Task item:
From the personal essay on music, write down the passage starting at "For as long" and ending at "me would scream.", keeping every word and mark the same.

Given passage:
━━━━

For as long as I can remember, music has been a central part of my life.

I distinctly remember walking around the playground with a clipboard in 5th grade, attempting to prove, through a poll of my classmates, that the Beatles were better than the Jonas Brothers. (I succeeded.) I find this funny now, not just because of the sheer novelty of being a 10-year-old caring that much about the Beatles, or the novelty of a 10-year-old conducting a poll on the playground to prove a point, but because as an adult, I now have a newfound, only semi-ironic appreciation for the Jonas Brothers. I stand by my opinion that “Lovebug” is one of the best love songs of all time. Ten-year-old me would scream.

━━━━

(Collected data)
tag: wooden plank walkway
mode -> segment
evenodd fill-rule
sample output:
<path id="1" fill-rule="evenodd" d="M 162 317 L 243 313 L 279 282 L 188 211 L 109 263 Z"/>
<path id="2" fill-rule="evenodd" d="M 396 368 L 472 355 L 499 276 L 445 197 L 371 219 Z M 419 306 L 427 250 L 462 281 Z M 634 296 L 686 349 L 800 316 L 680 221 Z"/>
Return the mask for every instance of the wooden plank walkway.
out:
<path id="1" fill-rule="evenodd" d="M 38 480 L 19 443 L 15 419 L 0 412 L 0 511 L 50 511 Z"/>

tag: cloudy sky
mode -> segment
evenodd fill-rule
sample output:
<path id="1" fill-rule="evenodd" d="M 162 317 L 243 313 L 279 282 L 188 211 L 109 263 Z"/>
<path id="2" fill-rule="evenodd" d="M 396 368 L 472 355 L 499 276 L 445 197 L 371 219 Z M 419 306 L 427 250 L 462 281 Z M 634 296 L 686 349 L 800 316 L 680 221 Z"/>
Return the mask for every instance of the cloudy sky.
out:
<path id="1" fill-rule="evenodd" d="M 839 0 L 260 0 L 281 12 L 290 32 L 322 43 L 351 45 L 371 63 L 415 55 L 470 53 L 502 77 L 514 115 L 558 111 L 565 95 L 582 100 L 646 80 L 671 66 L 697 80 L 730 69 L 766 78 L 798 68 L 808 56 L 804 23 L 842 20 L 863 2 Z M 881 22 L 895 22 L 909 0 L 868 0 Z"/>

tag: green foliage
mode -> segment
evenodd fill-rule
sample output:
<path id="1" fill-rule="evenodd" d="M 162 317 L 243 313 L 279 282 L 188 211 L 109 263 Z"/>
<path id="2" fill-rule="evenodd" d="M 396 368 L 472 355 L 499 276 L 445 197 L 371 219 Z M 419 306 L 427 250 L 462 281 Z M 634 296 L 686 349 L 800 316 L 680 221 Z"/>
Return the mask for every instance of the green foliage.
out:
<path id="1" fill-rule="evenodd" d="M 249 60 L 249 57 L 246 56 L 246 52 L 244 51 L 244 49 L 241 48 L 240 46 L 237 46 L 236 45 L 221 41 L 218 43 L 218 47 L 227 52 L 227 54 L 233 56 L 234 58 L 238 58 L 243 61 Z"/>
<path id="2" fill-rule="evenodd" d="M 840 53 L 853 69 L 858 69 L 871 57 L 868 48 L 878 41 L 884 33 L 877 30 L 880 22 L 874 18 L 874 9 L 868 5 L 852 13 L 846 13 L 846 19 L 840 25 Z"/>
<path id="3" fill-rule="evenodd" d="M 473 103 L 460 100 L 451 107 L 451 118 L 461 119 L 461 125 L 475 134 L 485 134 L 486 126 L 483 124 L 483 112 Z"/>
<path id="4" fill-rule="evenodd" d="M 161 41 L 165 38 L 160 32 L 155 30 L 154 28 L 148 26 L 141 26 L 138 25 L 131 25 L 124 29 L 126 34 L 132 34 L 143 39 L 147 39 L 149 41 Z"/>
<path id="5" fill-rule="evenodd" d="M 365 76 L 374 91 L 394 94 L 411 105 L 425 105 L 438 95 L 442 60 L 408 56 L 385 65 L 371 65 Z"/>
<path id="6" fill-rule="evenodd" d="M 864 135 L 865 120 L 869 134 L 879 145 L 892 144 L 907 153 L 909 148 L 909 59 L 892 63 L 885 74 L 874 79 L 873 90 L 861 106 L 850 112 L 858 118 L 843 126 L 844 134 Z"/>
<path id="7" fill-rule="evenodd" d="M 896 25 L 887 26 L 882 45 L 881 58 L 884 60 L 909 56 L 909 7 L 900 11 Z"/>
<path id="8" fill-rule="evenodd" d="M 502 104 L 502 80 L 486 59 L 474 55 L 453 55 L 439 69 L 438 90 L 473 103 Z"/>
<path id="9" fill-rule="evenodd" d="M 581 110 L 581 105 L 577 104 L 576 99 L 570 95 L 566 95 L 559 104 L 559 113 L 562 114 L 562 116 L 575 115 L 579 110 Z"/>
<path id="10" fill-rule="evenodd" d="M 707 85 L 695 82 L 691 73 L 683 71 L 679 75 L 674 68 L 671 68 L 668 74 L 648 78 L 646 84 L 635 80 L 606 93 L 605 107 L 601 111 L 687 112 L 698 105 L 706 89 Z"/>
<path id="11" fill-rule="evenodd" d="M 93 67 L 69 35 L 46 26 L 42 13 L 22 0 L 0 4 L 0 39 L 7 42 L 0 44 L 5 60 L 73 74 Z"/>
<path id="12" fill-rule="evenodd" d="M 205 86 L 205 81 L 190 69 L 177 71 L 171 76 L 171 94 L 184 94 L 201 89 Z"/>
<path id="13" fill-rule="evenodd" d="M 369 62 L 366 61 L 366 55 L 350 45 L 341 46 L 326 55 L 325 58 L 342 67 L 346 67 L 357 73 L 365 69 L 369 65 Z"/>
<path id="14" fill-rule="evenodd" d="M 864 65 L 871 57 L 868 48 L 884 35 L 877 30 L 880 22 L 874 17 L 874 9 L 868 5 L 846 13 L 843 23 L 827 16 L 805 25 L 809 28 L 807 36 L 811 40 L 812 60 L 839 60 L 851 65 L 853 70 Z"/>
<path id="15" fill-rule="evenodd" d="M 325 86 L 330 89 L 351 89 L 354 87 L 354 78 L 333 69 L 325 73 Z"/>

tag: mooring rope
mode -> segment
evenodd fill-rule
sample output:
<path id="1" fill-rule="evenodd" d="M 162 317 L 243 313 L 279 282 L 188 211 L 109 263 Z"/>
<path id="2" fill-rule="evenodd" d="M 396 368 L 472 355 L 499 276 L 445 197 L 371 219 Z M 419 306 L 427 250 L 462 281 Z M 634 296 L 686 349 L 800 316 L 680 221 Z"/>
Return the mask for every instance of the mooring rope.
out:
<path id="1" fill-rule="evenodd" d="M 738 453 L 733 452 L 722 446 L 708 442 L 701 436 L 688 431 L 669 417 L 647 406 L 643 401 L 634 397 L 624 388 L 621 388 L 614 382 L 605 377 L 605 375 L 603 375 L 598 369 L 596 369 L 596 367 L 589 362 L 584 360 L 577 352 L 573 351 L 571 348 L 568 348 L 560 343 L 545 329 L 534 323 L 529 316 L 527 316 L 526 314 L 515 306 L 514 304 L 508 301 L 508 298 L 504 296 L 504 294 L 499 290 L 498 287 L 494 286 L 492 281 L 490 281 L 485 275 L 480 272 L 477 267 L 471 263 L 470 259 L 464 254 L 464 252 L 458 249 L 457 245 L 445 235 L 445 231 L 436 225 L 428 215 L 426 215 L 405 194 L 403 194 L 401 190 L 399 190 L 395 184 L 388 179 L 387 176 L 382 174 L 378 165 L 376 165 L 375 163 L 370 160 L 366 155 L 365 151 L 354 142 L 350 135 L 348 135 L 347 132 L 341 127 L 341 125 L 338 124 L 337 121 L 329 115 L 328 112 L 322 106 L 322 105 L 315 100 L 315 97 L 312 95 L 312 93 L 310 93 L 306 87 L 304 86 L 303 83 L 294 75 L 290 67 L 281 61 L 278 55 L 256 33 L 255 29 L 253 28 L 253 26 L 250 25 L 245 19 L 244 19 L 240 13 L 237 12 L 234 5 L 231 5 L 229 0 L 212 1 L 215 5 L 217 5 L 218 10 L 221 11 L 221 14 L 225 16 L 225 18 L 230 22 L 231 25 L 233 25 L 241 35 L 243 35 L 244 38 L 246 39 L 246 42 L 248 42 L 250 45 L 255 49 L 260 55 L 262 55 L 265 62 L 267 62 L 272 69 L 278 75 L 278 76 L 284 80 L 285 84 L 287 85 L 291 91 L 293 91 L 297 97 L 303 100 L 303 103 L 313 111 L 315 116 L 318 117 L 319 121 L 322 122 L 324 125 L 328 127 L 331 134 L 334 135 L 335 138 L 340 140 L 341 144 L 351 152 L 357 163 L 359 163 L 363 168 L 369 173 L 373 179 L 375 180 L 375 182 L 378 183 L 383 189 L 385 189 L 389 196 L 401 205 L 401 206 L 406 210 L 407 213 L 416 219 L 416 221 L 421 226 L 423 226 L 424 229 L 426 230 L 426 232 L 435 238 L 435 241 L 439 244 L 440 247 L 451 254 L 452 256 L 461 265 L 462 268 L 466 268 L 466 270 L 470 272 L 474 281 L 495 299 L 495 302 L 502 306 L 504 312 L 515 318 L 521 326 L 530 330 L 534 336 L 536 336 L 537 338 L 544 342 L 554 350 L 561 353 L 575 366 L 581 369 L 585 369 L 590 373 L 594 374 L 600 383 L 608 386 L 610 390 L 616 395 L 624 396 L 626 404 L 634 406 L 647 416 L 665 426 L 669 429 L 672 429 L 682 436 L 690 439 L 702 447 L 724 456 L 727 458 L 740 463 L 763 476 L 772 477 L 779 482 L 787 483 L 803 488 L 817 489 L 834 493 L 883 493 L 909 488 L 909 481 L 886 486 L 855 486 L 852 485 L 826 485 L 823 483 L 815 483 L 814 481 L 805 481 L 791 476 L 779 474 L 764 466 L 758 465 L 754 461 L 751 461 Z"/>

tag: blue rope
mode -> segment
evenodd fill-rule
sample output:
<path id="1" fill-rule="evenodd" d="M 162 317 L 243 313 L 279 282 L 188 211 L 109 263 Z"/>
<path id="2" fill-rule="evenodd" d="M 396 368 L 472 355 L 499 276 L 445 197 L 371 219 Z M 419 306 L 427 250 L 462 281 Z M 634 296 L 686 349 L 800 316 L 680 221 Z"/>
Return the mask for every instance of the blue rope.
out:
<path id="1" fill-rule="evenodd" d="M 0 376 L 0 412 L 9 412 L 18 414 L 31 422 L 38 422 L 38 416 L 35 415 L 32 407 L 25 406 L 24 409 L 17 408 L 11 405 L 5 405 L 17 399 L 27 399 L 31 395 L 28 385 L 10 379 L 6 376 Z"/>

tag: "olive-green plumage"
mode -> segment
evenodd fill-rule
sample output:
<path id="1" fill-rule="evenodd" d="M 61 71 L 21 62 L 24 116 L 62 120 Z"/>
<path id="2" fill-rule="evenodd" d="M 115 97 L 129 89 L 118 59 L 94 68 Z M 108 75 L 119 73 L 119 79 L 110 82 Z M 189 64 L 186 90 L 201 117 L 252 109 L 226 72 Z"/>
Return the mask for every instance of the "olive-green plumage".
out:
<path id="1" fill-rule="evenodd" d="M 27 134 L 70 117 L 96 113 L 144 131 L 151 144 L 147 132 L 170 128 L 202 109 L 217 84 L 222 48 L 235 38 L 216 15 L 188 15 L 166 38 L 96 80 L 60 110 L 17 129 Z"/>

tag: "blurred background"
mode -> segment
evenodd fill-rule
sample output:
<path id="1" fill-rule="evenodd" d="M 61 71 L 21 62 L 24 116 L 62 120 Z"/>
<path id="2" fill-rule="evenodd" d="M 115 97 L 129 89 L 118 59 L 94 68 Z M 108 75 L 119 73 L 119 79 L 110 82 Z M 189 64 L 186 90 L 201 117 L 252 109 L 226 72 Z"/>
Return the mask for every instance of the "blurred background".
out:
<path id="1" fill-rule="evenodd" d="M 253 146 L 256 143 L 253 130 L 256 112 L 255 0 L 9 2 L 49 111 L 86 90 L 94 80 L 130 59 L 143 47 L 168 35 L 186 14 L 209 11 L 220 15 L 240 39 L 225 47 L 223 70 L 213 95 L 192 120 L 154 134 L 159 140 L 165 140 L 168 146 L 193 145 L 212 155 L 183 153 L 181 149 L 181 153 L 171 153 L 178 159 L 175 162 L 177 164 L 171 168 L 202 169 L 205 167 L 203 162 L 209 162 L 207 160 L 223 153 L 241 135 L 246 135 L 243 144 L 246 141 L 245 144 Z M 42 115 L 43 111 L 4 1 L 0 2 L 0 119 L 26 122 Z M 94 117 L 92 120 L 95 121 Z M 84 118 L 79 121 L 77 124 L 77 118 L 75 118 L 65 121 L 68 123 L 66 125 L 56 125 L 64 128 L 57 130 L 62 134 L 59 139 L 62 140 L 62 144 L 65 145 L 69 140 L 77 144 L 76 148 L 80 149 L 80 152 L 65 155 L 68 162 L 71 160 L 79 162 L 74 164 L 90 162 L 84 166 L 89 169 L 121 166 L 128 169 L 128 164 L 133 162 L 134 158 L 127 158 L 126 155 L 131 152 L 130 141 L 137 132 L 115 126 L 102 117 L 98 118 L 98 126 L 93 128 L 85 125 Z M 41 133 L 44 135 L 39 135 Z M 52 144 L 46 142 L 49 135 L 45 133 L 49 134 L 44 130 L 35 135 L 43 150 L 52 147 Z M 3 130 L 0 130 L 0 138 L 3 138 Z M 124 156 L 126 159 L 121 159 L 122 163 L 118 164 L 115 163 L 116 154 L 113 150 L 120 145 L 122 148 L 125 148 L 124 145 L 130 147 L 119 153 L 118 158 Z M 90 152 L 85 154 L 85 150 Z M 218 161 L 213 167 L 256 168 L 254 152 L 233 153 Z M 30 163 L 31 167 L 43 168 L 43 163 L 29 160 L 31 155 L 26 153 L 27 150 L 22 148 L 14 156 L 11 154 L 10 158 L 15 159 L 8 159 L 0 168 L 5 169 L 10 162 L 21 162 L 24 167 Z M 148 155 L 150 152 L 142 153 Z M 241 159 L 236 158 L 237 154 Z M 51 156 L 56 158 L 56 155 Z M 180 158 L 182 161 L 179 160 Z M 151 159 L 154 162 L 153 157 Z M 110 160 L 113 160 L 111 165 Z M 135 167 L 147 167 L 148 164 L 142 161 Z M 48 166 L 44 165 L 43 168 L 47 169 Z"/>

━━━━

Your response:
For as long as I can remember, music has been a central part of my life.

I distinctly remember walking around the playground with a clipboard in 5th grade, attempting to prove, through a poll of my classmates, that the Beatles were better than the Jonas Brothers. (I succeeded.) I find this funny now, not just because of the sheer novelty of being a 10-year-old caring that much about the Beatles, or the novelty of a 10-year-old conducting a poll on the playground to prove a point, but because as an adult, I now have a newfound, only semi-ironic appreciation for the Jonas Brothers. I stand by my opinion that “Lovebug” is one of the best love songs of all time. Ten-year-old me would scream.